DIRECTIVE:
What you return should match every record exactly, with the images removed.

— begin —

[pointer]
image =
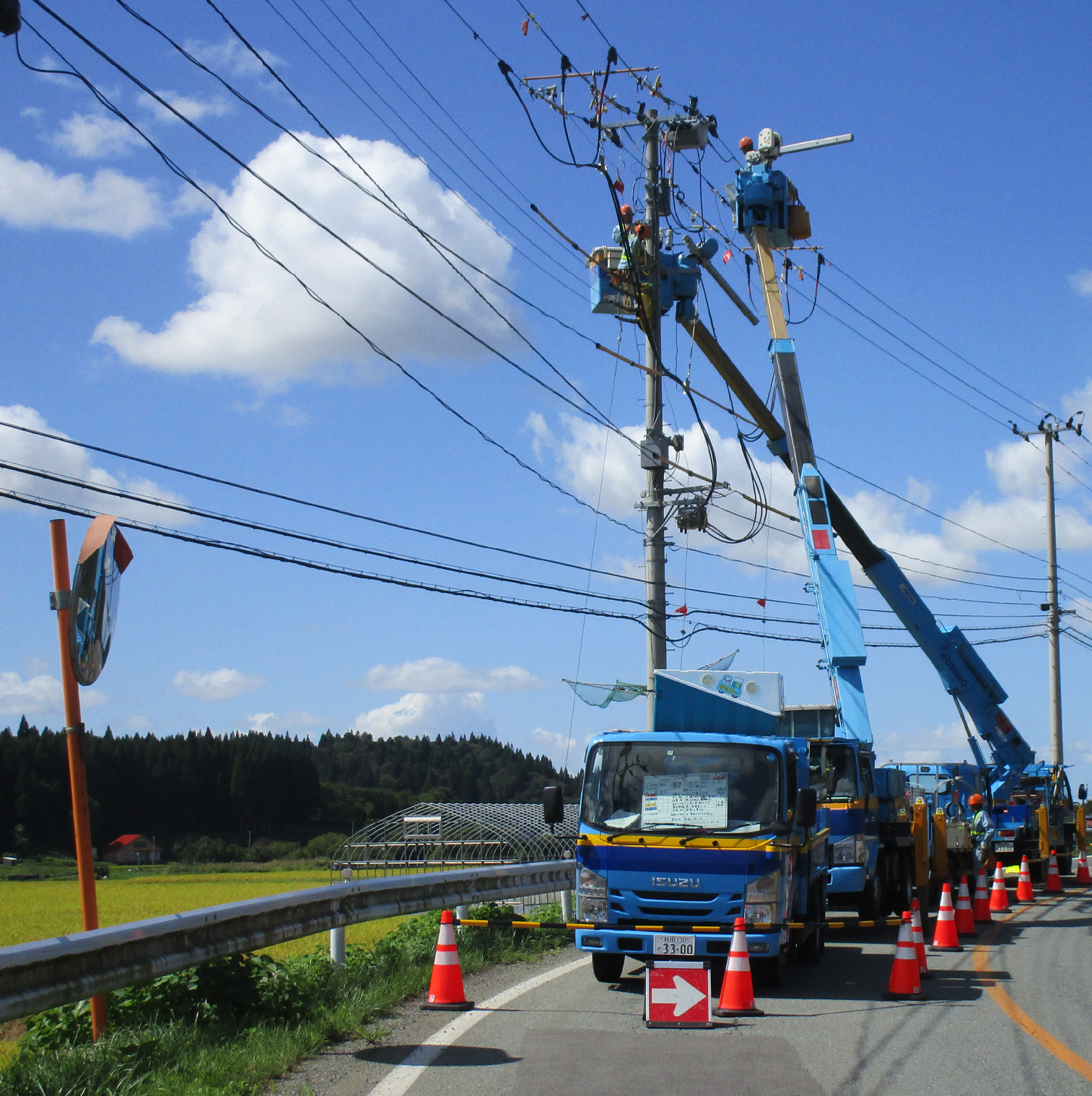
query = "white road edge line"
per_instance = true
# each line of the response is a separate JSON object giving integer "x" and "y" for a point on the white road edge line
{"x": 419, "y": 1060}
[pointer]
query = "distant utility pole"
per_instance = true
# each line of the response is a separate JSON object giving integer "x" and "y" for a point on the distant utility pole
{"x": 653, "y": 452}
{"x": 1051, "y": 427}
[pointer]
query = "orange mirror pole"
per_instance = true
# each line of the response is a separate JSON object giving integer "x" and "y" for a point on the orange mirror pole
{"x": 74, "y": 734}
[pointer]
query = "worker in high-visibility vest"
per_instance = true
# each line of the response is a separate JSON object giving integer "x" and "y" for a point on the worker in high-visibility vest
{"x": 982, "y": 830}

— end —

CORRECT OUTPUT:
[pointer]
image =
query = "white road edge line"
per_instance = true
# each line of the response is a separate JSON object giving integer "x" and "y" for a point on the white road edge line
{"x": 419, "y": 1060}
[pointer]
query = "distant utility pole"
per_instance = true
# each line of the response is a separate JSON object giving integer "x" and "y" for a point on the distant utility pole
{"x": 653, "y": 452}
{"x": 1051, "y": 427}
[pointer]
query = "orange mirror pole"
per_instance = true
# each line of the response is a separate JSON object giving integer "x" and "y" for a point on the orange mirror pole
{"x": 74, "y": 734}
[pointer]
query = "worker in high-visibility vest"
per_instance = true
# each line of the response is a separate JSON object giving integer "x" and "y" for a point on the worker in high-visibility vest
{"x": 982, "y": 830}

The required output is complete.